*Aufgabe 1*.
Geben Sie einen Abschnitt aus dem gezeigten Textausschnitt wortgetreu wieder. Setzen Sie bei den Worten „Frankfurt am Main“ ein und hören Sie nach „für die Gegenwart.“ auf.
*Aufgabe 2*.
Welche geschichtliche Begebenheit wurde laut dem gezeigten Textausschnitt im 19. Jahrhundert zu einer Popgeschichte stilisiert?

*Gezeigter Textausschnitt*.
Bildschirmfoto 2020 10 01 um 19.33.47„Hans Makart und die Salonmalerei des 19. Jahrhundert“, Ausstellung in der Hamburger Kunsthalle, hier anhand des Katalogs, Teil 3/3

Claudia Schulmerich

Frankfurt am Main (Weltexpresso) - Im 19. Jahrhundert wurde, wie dargestellt, die etwas aus der Mode gekommene Historienmalerei, einst die Krone der Schöpfung, also das wertvollste Genre innerhalb der Malerei , wiederbelebt und wurde gerade in den Zeiten der sich bildenden Nationalstaaten ein Ausweis nationaler Identität. So wurde beispielsweise damals eine nachrangige geschichtliche Begebenheit wie die Zusammenkunft von König Heinrich IV mit Papst Gregor VII zu einer Popgeschichte stilisiert und als Gang nach Canossa hundert-, ja tausendfach als Bildnis gemalt, gezeichnet, gedruckt. Es ging also weniger um die Darstellung einer historischen Begebenheit, sondern um die Funktion der Vergangenheit für die Gegenwart.

*Vorliegendes Material*.
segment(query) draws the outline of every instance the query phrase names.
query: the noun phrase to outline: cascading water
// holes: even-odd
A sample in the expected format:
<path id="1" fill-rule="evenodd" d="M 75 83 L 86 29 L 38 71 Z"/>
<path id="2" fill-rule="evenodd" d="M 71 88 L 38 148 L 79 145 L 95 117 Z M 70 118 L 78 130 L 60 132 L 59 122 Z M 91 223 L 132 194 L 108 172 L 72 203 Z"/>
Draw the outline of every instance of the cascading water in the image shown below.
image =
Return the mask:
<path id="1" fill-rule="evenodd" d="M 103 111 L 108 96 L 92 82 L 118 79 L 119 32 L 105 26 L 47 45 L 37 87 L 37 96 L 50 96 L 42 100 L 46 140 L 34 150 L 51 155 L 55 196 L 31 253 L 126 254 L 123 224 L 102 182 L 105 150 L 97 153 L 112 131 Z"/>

*Schriftliche Antwort 1*.
Frankfurt am Main (Weltexpresso) - Im 19. Jahrhundert wurde, wie dargestellt, die etwas aus der Mode gekommene Historienmalerei, einst die Krone der Schöpfung, also das wertvollste Genre innerhalb der Malerei , wiederbelebt und wurde gerade in den Zeiten der sich bildenden Nationalstaaten ein Ausweis nationaler Identität. So wurde beispielsweise damals eine nachrangige geschichtliche Begebenheit wie die Zusammenkunft von König Heinrich IV mit Papst Gregor VII zu einer Popgeschichte stilisiert und als Gang nach Canossa hundert-, ja tausendfach als Bildnis gemalt, gezeichnet, gedruckt. Es ging also weniger um die Darstellung einer historischen Begebenheit, sondern um die Funktion der Vergangenheit für die Gegenwart.

*Schriftliche Antwort 2*.
Die Zusammenkunft von König Heinrich IV mit Papst Gregor VII, bekannt als Gang nach Canossa.